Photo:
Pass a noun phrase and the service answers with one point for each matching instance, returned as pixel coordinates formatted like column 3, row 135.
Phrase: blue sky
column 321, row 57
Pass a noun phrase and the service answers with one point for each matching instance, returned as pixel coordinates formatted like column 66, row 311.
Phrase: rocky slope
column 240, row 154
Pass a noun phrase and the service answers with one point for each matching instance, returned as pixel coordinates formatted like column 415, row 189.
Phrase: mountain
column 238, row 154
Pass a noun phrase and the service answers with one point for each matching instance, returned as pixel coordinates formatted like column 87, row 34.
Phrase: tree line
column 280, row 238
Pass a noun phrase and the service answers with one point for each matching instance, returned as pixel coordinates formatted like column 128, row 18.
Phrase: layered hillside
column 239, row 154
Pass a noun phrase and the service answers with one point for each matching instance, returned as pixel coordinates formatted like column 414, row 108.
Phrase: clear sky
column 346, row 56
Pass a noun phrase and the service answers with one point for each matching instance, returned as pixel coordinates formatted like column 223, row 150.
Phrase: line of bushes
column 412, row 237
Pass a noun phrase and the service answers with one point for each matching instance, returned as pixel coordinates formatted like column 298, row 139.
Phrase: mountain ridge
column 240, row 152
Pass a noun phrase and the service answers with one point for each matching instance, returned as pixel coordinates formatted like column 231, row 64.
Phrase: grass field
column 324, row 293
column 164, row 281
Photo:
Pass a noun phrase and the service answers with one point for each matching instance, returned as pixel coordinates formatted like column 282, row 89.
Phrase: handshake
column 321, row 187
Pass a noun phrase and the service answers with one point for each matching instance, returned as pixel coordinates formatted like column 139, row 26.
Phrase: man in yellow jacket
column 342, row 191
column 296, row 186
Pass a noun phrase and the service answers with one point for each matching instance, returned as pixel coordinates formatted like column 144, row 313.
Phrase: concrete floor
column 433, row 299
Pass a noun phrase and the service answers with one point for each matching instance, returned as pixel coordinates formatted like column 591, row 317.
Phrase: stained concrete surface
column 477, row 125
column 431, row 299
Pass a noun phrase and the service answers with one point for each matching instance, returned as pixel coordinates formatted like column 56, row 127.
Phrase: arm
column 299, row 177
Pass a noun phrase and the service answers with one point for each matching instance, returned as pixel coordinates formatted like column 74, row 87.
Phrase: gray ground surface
|---|
Reproduce all of the material above, swapping every instance of "noun phrase" for "short description" and leaving everything else untouched.

[Full answer]
Photo:
Pass a short description and the service answers with one point for each matching instance, returned as pixel coordinates formatted like column 3, row 135.
Phrase: blue sky
column 321, row 57
Pass a short description and the service answers with one point for each matching instance, returned as pixel coordinates formatted like column 66, row 311.
Phrase: rocky slope
column 240, row 154
Pass a short description and the service answers with one point for each matching instance, returned as pixel coordinates formatted like column 415, row 189.
Phrase: mountain
column 238, row 154
Pass a short description and the service answers with one point for each matching instance, returned as pixel coordinates formatted like column 87, row 34.
Phrase: tree line
column 280, row 238
Pass a short description and the service answers with one point for each matching instance, returned as pixel coordinates formatted like column 128, row 18.
Phrase: layered hillside
column 239, row 154
Pass a short description and the service answers with one point for each matching instance, returned as pixel coordinates formatted like column 414, row 108.
Phrase: clear sky
column 346, row 56
Pass a short description and the service answers with one point for each matching instance, returned as pixel coordinates formatted like column 223, row 150.
Phrase: line of bushes
column 412, row 237
Pass a short description and the service answers with one point for each matching instance, returned as pixel coordinates formatted like column 298, row 139.
Phrase: mountain ridge
column 240, row 152
Pass a short description and the service answers with one point for each matching instance, returned as pixel coordinates formatted like column 231, row 64.
Phrase: grass field
column 324, row 293
column 164, row 281
Photo:
Pass a short description and the service answers with one point for each matching instance, returned as pixel coordinates formatted like column 282, row 89.
Phrase: handshake
column 321, row 187
Pass a short description and the service answers with one point for each matching instance, returned as pixel coordinates formatted like column 139, row 26.
Phrase: man in yellow jacket
column 342, row 191
column 296, row 186
Pass a short description and the service answers with one point for each matching instance, returned as pixel coordinates formatted like column 144, row 313.
Phrase: concrete floor
column 433, row 299
Pass a short description and the service answers with one point for each matching instance, returned as pixel coordinates formatted like column 591, row 317.
Phrase: stained concrete surface
column 477, row 125
column 431, row 299
Pass a short description and the service answers with one point for each matching instance, returned as pixel coordinates formatted like column 56, row 127.
Phrase: arm
column 299, row 177
Pass a short description and the service answers with one point for each matching instance, returned as pixel coordinates formatted like column 74, row 87.
Phrase: gray ground surface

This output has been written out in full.